*** THE DATA ***

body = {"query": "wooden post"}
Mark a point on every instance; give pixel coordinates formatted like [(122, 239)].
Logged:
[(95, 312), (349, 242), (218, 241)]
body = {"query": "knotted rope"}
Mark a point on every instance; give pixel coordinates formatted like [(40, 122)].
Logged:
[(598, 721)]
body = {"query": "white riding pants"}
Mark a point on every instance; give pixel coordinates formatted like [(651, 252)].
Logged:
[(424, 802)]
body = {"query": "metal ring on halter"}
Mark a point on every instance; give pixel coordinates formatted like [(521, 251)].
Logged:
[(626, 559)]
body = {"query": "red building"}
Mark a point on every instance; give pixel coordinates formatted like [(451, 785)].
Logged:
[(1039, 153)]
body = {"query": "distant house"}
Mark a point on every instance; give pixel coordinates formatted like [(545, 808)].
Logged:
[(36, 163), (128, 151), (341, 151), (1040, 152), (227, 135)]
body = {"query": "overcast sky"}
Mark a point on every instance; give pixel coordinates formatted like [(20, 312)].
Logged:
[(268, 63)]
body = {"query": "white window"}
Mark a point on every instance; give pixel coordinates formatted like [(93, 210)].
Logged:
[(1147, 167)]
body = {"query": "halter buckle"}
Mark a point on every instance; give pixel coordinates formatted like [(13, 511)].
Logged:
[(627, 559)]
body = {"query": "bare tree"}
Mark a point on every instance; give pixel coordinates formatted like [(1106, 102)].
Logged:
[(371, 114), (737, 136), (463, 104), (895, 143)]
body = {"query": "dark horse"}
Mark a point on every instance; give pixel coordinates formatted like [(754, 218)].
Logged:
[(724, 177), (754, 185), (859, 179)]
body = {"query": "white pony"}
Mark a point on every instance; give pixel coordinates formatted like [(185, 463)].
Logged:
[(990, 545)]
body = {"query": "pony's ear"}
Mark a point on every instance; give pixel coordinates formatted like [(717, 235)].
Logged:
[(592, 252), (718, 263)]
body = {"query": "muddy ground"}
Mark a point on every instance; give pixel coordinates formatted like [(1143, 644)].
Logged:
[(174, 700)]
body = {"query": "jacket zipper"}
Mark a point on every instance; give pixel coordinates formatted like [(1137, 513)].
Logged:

*** End of THE DATA ***

WORK INSTRUCTIONS: Give back each record above exactly as written.

RESULT FOR THIS TASK:
body = {"query": "wooden post"}
Mark a point on every instance; give pixel coordinates formatted like [(122, 239)].
Logged:
[(95, 312), (349, 242), (218, 241)]
body = {"query": "knotted rope"}
Mark a point on every instance; give pixel coordinates formatted like [(40, 122)].
Logged:
[(598, 721)]
body = {"query": "white riding pants"}
Mark a point on every instance; give pixel coordinates formatted like [(651, 252)].
Logged:
[(424, 802)]
body = {"query": "metal ring on halter"}
Mark a point on every instance; give pixel coordinates formatted like [(521, 251)].
Logged:
[(626, 559)]
body = {"query": "red building"}
Mark a point on every instance; give pixel coordinates formatted like [(451, 785)].
Logged:
[(1039, 153)]
body = {"query": "distant house"}
Mark a point on every instance; give pixel coordinates formatted like [(545, 808)].
Logged:
[(36, 163), (128, 151), (341, 151), (1040, 152), (227, 135)]
body = {"query": "overcast sky"}
Mark a point on every instance; give pixel coordinates formatted like [(20, 312)].
Logged:
[(268, 63)]
body = {"query": "white window"}
Mark a point on every instance; give pixel coordinates formatted like [(93, 210)].
Logged:
[(1147, 167)]
body = {"query": "halter buckle"}
Mark a point on every instance; give pixel coordinates formatted like [(13, 511)].
Logged:
[(627, 559)]
body = {"query": "bare tree"}
Mark a point on every instance; give pixel coordinates formatted like [(1106, 102)].
Logged:
[(371, 114), (737, 136), (463, 104), (895, 143)]
body = {"query": "dark horse"}
Mark a point on every instance; give pixel coordinates formatted like [(754, 218)].
Logged:
[(724, 177), (754, 185), (859, 179)]
body = {"query": "white pony"}
Mark a point on every instance; give pixel coordinates formatted like [(185, 463)].
Logged:
[(990, 545)]
body = {"query": "pony's ear"}
Mark a point on every instance; give pixel coordinates formatted like [(717, 235)].
Logged:
[(592, 252), (718, 263)]
body = {"query": "muddy ground"}
Mark a point on every instance; give pixel coordinates formatted like [(1143, 644)].
Logged:
[(174, 700)]
body = {"query": "jacket zipper"}
Mark a point on every instance; give pixel coordinates formatted like [(1137, 513)].
Logged:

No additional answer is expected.